ACTION ITEM:
Recast the listing below as a JSON array of strings, one string per line, and leave out any blank lines.

──────────────────────────────

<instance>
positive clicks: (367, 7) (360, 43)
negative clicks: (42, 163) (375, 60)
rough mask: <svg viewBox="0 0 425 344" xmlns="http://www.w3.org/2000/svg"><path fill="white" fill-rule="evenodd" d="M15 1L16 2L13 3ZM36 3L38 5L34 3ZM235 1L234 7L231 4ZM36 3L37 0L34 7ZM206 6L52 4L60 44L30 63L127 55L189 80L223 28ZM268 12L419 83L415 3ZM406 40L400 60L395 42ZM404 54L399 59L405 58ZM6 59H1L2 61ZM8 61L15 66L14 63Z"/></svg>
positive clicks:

──────────────────────────────

ANSWER TO THIS PROBLEM:
[
  "<instance>",
  "positive clicks: (367, 7) (360, 43)",
  "negative clicks: (42, 163) (375, 60)",
  "rough mask: <svg viewBox=\"0 0 425 344\" xmlns=\"http://www.w3.org/2000/svg\"><path fill=\"white\" fill-rule=\"evenodd\" d=\"M15 1L16 2L13 3ZM36 3L38 5L34 3ZM235 1L234 7L231 4ZM36 3L37 0L34 7ZM206 6L52 4L60 44L30 63L127 55L189 80L223 28ZM268 12L419 83L415 3ZM406 40L400 60L395 42ZM404 54L399 59L405 58ZM6 59H1L2 61ZM8 61L15 66L14 63Z\"/></svg>",
  "positive clicks:"
]